[Location labeling records]

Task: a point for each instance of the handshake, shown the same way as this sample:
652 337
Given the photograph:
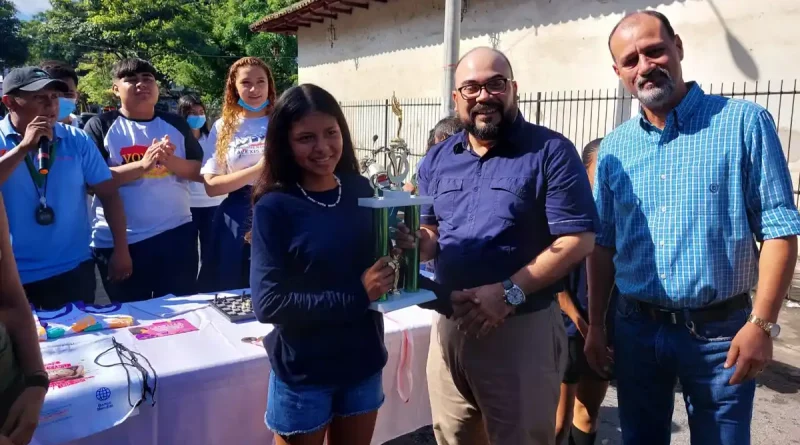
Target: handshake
478 310
481 309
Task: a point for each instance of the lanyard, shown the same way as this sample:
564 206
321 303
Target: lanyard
40 180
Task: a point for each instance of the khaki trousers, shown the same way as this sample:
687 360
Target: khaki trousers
501 389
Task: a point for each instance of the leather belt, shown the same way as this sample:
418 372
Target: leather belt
715 312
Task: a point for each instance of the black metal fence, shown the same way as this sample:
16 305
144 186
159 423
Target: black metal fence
581 115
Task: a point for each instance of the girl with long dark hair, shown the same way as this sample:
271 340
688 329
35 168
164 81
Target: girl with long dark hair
238 140
313 276
203 207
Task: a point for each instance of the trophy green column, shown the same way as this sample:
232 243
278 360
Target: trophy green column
411 214
380 225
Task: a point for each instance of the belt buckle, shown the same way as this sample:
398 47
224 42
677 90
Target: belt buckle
672 317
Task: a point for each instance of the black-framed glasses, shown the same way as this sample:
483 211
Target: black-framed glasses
493 86
130 359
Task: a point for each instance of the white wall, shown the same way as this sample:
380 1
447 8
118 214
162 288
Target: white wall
553 45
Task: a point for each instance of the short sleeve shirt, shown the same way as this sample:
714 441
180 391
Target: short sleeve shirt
46 251
496 213
244 150
159 200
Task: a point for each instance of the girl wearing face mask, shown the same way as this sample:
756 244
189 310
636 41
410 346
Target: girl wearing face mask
238 139
203 207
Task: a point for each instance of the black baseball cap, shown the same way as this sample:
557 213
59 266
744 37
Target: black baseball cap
31 78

EXERCISE AIM:
Give the data again exactly as written, with all pictures left out.

TASK OUTPUT:
Task: a point for each instance of the handshake, shown the same way as this sample:
652 337
Given the photograph:
Target: handshake
478 310
481 309
Task: a point for each instance of the lanyard, shown the same way as this sample:
564 206
321 303
Target: lanyard
40 180
Task: a point for each instance of the khaki trousers, shown the same way as this sample:
687 360
Target: khaki trousers
501 389
Task: a point for each instance of the leather belt, shown the same way as this sample:
418 372
Target: leather belt
715 312
Task: a point for each instance of the black metal fence, shown the same way as this sample:
16 305
144 186
159 423
Target: black metal fence
581 115
Task: a point for each instance of the girl with long dark hair, shown the same way as this sample:
271 340
688 329
35 168
164 81
Target: girl with long dark hair
238 140
313 276
203 207
Task: a point for each instance of the trophy green column, shown the same way as this sample:
232 243
278 360
Target: trophy green column
411 214
380 225
Task: a point for each instance of the belt buckle, shown the same way as this sample:
398 47
224 42
677 90
Target: belt buckle
672 317
Task: a point for each instance of the black-framed glasses, shown the same way as this sample:
483 211
Target: black-framed glasses
493 86
130 359
Task: a point for each instance of the white wall, shown the same way as this sample:
380 1
447 8
118 214
162 288
Target: white wall
553 45
Task: a point for each instance of the short sleeve shirt, shown the same way as this sample:
714 441
180 391
Target: short sleeve shirt
46 251
496 213
244 150
159 200
Task: a point for each instance of the girl wearing face mask, shown the same way as this sample:
756 244
189 310
636 41
410 346
Target: girl wearing face mask
238 139
203 207
Task: a point for each instance of the black baseball cap, shown the same way as this sample:
557 213
59 266
744 37
Target: black baseball cap
31 78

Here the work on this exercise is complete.